TASK PROMPT: Write out everything in the records exactly, apart from the pictures.

== Segment start ==

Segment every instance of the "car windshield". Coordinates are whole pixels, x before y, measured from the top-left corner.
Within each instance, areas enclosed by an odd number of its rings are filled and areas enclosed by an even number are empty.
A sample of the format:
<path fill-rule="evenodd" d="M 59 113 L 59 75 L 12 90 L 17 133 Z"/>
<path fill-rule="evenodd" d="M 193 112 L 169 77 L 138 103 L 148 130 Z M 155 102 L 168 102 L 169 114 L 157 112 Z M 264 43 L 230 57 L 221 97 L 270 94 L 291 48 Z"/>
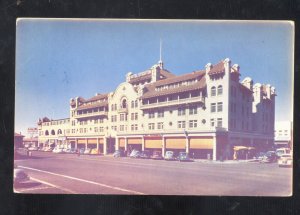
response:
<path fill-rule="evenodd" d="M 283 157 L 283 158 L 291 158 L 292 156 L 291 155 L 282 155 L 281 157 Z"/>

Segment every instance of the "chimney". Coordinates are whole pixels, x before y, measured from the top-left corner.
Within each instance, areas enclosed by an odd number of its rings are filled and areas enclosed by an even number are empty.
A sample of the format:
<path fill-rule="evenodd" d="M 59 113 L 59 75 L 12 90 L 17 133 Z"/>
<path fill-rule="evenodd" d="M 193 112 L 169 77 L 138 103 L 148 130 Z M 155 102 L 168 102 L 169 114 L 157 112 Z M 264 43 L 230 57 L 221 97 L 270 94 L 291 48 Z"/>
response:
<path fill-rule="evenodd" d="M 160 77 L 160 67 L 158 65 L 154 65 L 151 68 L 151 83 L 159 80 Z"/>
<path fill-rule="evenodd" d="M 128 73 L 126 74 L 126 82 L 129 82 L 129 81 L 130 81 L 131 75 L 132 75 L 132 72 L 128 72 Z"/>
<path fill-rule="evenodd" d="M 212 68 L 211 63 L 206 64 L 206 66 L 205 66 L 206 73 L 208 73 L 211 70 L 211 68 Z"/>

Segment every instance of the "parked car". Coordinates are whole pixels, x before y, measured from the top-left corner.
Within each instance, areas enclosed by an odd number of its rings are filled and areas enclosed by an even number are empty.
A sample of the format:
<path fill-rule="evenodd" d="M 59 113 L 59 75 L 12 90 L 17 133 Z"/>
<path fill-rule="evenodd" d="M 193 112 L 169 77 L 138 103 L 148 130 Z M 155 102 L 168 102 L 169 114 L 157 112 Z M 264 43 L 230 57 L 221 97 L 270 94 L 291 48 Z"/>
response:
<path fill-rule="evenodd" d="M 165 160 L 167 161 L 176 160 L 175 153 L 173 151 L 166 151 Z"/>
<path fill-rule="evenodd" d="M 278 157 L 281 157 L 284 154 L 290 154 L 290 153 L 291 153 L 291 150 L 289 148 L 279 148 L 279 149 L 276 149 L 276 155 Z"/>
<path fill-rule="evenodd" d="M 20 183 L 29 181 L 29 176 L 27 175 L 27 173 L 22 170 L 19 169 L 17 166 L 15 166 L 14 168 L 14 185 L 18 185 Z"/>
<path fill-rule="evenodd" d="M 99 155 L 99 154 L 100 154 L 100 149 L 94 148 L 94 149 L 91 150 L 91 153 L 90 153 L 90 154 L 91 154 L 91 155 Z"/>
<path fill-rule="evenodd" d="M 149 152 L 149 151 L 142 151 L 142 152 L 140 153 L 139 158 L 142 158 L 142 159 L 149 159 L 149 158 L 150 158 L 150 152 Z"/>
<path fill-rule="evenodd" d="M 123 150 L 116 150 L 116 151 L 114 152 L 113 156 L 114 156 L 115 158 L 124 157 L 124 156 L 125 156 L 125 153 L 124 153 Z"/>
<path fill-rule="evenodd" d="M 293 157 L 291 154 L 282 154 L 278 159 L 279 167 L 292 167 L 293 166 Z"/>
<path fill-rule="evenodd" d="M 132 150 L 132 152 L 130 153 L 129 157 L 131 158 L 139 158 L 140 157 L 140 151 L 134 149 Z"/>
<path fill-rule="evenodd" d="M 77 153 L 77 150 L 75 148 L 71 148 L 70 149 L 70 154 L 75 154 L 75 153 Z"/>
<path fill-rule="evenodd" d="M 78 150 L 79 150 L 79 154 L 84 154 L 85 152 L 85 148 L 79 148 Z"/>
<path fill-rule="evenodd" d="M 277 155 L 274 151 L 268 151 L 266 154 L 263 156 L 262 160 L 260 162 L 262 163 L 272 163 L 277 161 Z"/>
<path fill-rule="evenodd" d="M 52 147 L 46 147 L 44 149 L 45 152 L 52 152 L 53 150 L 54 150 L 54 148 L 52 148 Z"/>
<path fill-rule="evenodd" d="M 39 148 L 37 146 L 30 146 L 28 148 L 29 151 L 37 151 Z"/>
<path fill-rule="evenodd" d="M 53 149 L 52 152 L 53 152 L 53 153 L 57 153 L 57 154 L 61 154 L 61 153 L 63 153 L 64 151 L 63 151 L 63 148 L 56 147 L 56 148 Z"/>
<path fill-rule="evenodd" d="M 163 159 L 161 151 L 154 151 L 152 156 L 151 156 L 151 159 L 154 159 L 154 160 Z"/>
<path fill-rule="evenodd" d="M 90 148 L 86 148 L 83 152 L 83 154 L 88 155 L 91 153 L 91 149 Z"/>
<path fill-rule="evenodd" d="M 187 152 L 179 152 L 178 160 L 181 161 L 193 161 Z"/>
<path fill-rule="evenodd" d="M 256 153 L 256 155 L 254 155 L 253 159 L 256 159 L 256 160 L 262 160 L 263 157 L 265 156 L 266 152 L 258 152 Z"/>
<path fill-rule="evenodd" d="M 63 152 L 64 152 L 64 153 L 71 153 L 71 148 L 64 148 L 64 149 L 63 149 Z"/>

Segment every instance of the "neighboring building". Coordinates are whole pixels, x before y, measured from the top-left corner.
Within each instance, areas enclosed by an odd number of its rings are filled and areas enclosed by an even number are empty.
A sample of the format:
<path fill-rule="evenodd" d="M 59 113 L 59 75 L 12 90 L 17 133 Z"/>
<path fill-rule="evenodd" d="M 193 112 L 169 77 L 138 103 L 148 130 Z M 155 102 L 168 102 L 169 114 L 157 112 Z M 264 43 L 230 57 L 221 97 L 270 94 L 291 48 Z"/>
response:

== Segment end ==

ANSWER BELOW:
Segment every instance of the "car windshield". Coordinates are whole pixels, x before y, measured from the top-left corner.
Within each instance, areas enclosed by an odd number of its rings are filled and areas enclosed by an even number are empty.
A sample of the format:
<path fill-rule="evenodd" d="M 59 113 L 59 75 L 12 90 L 17 133 Z"/>
<path fill-rule="evenodd" d="M 193 112 L 169 77 L 138 103 L 148 130 Z M 155 102 L 168 102 L 169 114 L 157 112 Z M 264 43 L 230 57 L 221 97 L 270 94 L 291 48 Z"/>
response:
<path fill-rule="evenodd" d="M 283 157 L 283 158 L 291 158 L 292 156 L 291 155 L 282 155 L 281 157 Z"/>

Segment every instance of the "chimney". Coordinates are whole pixels, x before y, measured from the top-left corner.
Within each instance, areas enclosed by an odd number of its rings are filled and areas enclosed by an even number are empty.
A sample of the format:
<path fill-rule="evenodd" d="M 59 113 L 59 75 L 12 90 L 17 133 Z"/>
<path fill-rule="evenodd" d="M 193 112 L 169 77 L 138 103 L 148 130 Z M 155 102 L 168 102 L 169 114 L 157 112 Z M 264 43 L 230 57 L 221 97 L 270 94 L 291 48 Z"/>
response:
<path fill-rule="evenodd" d="M 160 77 L 160 67 L 158 65 L 154 65 L 151 68 L 151 83 L 159 80 Z"/>
<path fill-rule="evenodd" d="M 128 73 L 126 74 L 126 82 L 129 82 L 129 81 L 130 81 L 131 75 L 132 75 L 132 72 L 128 72 Z"/>
<path fill-rule="evenodd" d="M 212 68 L 211 63 L 206 64 L 206 66 L 205 66 L 206 73 L 208 73 L 211 70 L 211 68 Z"/>

Segment every instance of the "parked car". Coordinates are whole pixels, x before y, measured from the top-left corner.
Within each instance, areas enclosed by an odd number of its rings are filled and areas enclosed by an even number are empty.
A sample of the format:
<path fill-rule="evenodd" d="M 59 113 L 59 75 L 12 90 L 17 133 Z"/>
<path fill-rule="evenodd" d="M 193 112 L 169 77 L 138 103 L 148 130 Z M 155 102 L 168 102 L 169 114 L 157 112 Z M 264 43 L 230 57 L 221 97 L 270 94 L 291 48 Z"/>
response:
<path fill-rule="evenodd" d="M 165 160 L 167 161 L 176 160 L 175 153 L 173 151 L 166 151 Z"/>
<path fill-rule="evenodd" d="M 278 157 L 281 157 L 284 154 L 290 154 L 290 153 L 291 153 L 291 150 L 289 148 L 279 148 L 279 149 L 276 149 L 276 155 Z"/>
<path fill-rule="evenodd" d="M 20 183 L 29 181 L 29 176 L 27 175 L 27 173 L 22 170 L 19 169 L 17 166 L 15 166 L 14 168 L 14 185 L 18 185 Z"/>
<path fill-rule="evenodd" d="M 99 155 L 99 154 L 100 154 L 100 149 L 94 148 L 94 149 L 91 150 L 91 153 L 90 153 L 90 154 L 91 154 L 91 155 Z"/>
<path fill-rule="evenodd" d="M 149 152 L 149 151 L 142 151 L 142 152 L 140 153 L 139 158 L 142 158 L 142 159 L 149 159 L 149 158 L 150 158 L 150 152 Z"/>
<path fill-rule="evenodd" d="M 123 150 L 116 150 L 116 151 L 114 152 L 113 156 L 114 156 L 115 158 L 124 157 L 124 156 L 125 156 L 125 153 L 124 153 Z"/>
<path fill-rule="evenodd" d="M 293 157 L 291 154 L 282 154 L 278 159 L 279 167 L 292 167 L 293 166 Z"/>
<path fill-rule="evenodd" d="M 132 150 L 132 152 L 130 153 L 129 157 L 131 158 L 139 158 L 140 157 L 140 151 L 134 149 Z"/>
<path fill-rule="evenodd" d="M 77 153 L 77 150 L 75 148 L 71 148 L 70 149 L 70 154 L 75 154 L 75 153 Z"/>
<path fill-rule="evenodd" d="M 78 150 L 79 150 L 79 154 L 84 154 L 85 152 L 85 148 L 79 148 Z"/>
<path fill-rule="evenodd" d="M 277 155 L 274 151 L 268 151 L 266 154 L 263 156 L 262 160 L 260 162 L 262 163 L 272 163 L 277 161 Z"/>
<path fill-rule="evenodd" d="M 52 147 L 46 147 L 44 149 L 45 152 L 52 152 L 53 150 L 54 150 L 54 148 L 52 148 Z"/>
<path fill-rule="evenodd" d="M 39 148 L 37 146 L 30 146 L 28 148 L 29 151 L 37 151 Z"/>
<path fill-rule="evenodd" d="M 53 149 L 52 152 L 53 152 L 53 153 L 57 153 L 57 154 L 61 154 L 61 153 L 63 153 L 64 151 L 63 151 L 63 148 L 56 147 L 56 148 Z"/>
<path fill-rule="evenodd" d="M 163 159 L 161 151 L 154 151 L 152 156 L 151 156 L 151 159 L 154 159 L 154 160 Z"/>
<path fill-rule="evenodd" d="M 90 148 L 86 148 L 83 152 L 83 154 L 88 155 L 91 153 L 91 149 Z"/>
<path fill-rule="evenodd" d="M 187 152 L 179 152 L 178 160 L 181 161 L 193 161 Z"/>
<path fill-rule="evenodd" d="M 256 153 L 256 155 L 254 155 L 253 159 L 256 159 L 256 160 L 262 160 L 263 157 L 265 156 L 266 152 L 258 152 Z"/>
<path fill-rule="evenodd" d="M 63 152 L 64 152 L 64 153 L 71 153 L 71 148 L 64 148 L 64 149 L 63 149 Z"/>

Segment every instance of the "neighboring building". Coordinates are whole pixels, x before y, measured from the top-left corner.
Within each instance, areas enclosed by an odd number of its rings are filled and areas enclosed by an even number are empty.
A sample of the format:
<path fill-rule="evenodd" d="M 59 113 L 59 75 L 12 90 L 17 133 Z"/>
<path fill-rule="evenodd" d="M 193 112 L 169 77 L 138 103 L 148 130 Z M 155 102 L 168 102 L 169 114 L 157 112 Z M 264 43 L 230 57 L 221 97 L 270 94 L 291 48 Z"/>
response:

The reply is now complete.